Work order: Reply with each record repeated exactly.

(Items listed in a dataset)
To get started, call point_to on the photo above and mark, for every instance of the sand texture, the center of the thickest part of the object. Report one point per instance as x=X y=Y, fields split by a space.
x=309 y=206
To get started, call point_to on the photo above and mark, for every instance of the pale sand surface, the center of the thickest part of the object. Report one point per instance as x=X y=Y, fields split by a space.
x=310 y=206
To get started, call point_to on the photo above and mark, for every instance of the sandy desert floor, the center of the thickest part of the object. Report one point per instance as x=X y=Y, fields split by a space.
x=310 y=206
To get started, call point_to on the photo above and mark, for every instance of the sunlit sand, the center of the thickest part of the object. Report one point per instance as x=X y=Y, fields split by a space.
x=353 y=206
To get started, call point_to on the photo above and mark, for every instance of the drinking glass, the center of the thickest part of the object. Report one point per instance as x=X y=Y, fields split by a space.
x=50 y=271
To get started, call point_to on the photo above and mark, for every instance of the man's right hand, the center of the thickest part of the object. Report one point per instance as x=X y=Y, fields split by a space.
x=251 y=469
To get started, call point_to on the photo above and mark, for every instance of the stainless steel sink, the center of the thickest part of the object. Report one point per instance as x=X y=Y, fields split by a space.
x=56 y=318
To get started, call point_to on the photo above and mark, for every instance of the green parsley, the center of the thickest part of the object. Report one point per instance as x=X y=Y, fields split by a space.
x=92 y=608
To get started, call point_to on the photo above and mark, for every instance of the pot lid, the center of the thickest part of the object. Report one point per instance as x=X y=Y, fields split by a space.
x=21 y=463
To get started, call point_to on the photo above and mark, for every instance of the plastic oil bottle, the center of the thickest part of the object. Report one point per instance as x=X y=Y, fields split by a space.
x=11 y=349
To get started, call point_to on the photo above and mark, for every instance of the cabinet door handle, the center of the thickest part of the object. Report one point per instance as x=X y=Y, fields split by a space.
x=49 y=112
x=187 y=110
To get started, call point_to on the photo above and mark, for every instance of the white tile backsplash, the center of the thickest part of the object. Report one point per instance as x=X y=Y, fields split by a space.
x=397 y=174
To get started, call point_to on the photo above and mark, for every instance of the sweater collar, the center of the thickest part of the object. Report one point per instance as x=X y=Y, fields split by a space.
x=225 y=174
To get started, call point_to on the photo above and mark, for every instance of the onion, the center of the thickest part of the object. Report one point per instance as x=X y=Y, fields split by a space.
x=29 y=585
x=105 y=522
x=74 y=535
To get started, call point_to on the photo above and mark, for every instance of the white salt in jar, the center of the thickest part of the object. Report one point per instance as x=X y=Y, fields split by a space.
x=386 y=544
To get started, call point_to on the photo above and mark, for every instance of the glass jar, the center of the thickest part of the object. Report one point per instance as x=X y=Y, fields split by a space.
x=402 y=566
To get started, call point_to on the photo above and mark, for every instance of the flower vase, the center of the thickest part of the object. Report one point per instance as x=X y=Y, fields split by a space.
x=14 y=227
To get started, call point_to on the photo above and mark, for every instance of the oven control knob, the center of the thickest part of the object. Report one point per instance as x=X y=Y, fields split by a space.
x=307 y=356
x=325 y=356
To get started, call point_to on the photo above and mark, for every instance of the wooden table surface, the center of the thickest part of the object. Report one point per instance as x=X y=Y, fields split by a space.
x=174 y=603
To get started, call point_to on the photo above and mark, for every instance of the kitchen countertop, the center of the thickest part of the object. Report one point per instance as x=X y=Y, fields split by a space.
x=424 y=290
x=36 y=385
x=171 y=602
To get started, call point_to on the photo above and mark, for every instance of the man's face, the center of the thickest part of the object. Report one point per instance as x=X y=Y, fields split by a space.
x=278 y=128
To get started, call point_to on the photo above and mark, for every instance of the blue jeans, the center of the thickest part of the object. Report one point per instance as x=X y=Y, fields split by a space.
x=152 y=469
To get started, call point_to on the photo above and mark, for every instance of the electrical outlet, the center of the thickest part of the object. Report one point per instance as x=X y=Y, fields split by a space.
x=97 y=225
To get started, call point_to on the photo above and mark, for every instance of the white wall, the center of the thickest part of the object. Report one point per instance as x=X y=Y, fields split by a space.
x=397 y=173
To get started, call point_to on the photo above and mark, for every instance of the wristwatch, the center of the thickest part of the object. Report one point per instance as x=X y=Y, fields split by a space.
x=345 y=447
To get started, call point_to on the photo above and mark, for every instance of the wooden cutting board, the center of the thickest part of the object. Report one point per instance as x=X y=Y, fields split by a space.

Written response:
To get started, call point_to on the photo above and mark, for every instance of the sand texture, the center of the thickest part of the object. Report one point per instance as x=X y=Y, fields split by a space.
x=309 y=206
To get started, call point_to on the photo above and mark, for every instance of the pale sand surface, the center of the thickest part of the object. Report one point per instance as x=X y=Y, fields split by a space.
x=310 y=206
To get started, call point_to on the photo above and mark, for every instance of the sandy desert floor, the center of the thickest part of the object. Report one point per instance as x=X y=Y, fields split by a space.
x=310 y=206
To get started, call point_to on the photo above and mark, for every instance of the sunlit sand, the center of the thickest part of the object. Report one point per instance as x=X y=Y, fields split by a space.
x=353 y=206
To get started, call point_to on the photo above and mark, for every instance of the drinking glass, the center of the thickest part of the object. Report one point per instance as x=X y=Y, fields split by a space.
x=50 y=271
To get started, call point_to on the photo above and mark, for every instance of the man's right hand, the center of the thickest part of the object. Report one point per instance as x=X y=Y, fields split by a space.
x=251 y=469
To get started, call point_to on the photo above and mark, for every instance of the stainless steel sink, the center of the thickest part of the object. Report one point per instance as x=X y=Y, fields split by a space.
x=56 y=318
To get started, call point_to on the photo above and mark, for every instance of the green parsley, the center of the thickest part of the object. Report one point per instance as x=X y=Y, fields split by a space.
x=92 y=608
To get started, call point_to on the photo above and mark, for every instance of the pot lid, the center of the thickest part of the object. Report one point per instance as x=X y=Y, fields split by a space.
x=21 y=463
To get started, call point_to on the photo above and mark, for every instance of the plastic oil bottle, the center of the thickest part of the object. Report one point per instance as x=X y=Y, fields split by a space.
x=11 y=349
To get started, call point_to on the photo above and mark, for every instance of the cabinet door handle, the center of the thickest part of the object. Report one point per instance as x=X y=Y, fields split by a space.
x=49 y=112
x=187 y=110
To get started, call point_to on the photo above and mark, for every instance of the white tile backsplash, the center of the thickest part of the object. Report one point per instance as x=X y=Y, fields split by a space.
x=397 y=174
To get started, call point_to on the photo above and mark, for every instance of the sweater collar, the center of the thickest part of the object. Report one point per instance as x=X y=Y, fields split by a space.
x=225 y=174
To get started, call point_to on the photo above and mark, for every instance of the onion, the center of the thickest part of the object. Report one point per instance as x=X y=Y, fields split by a space.
x=29 y=585
x=105 y=522
x=74 y=535
To get started, call point_to on the photo above and mark, for every instance of the white salt in jar, the center of the thickest part of the object. Report one point per instance as x=X y=Y, fields split by a space.
x=386 y=544
To get started, call point_to on the photo above and mark, for every instance of the glass jar, the center of the thickest part of the object. Report one point per instance as x=X y=Y, fields split by a space.
x=402 y=566
To get started, call point_to on the photo above and mark, for every instance of the flower vase, the center of the thickest part of the object. Report one point per instance as x=X y=Y, fields split by a space.
x=14 y=227
To get started, call point_to on the photo above and mark, for every instance of the oven control knob, the center of the thickest part of the object. Report one point per instance as x=X y=Y, fields split by a space.
x=307 y=356
x=325 y=356
To get started, call point_to on the photo above and mark, for every instance of the wooden table surface, the center of the thickest part of the object. Report one point per instance as x=X y=Y, fields split by a space.
x=174 y=603
To get started, call point_to on the photo above and mark, for every instance of the kitchen countertop, the center of the thickest part of the object. Report one point per instance as x=X y=Y, fields split by a space.
x=424 y=290
x=36 y=385
x=171 y=602
To get started, call point_to on the photo above and mark, for every instance of the man's face, the center of the thickest part of the object. Report one point per instance as x=X y=Y, fields split by a space.
x=278 y=128
To get started, call point_to on the photo above and mark, for every instance of the blue jeans, the center of the thickest part of the object. Report one point per instance as x=X y=Y, fields split by a space.
x=152 y=469
To get started, call point_to on the photo above and mark, for every instance of the electrical outlet, the center of the thickest part of the object. Report one point per instance as x=X y=Y, fields split by a space.
x=97 y=225
To get started, call point_to on the photo above and mark, for every instance of the white wall, the center of the thickest part of the object. Report one point per instance as x=X y=Y, fields split by a space.
x=397 y=173
To get started, call point_to on the photo above and mark, for every instance of the wristwatch, the center of the thickest part of the object. Report one point per instance as x=X y=Y, fields split by a space.
x=345 y=447
To get started, call point_to on the photo above and mark, for every instance of the wooden cutting board, the center of the thickest part of the object. Report one point per instance as x=X y=Y, fields split by a space.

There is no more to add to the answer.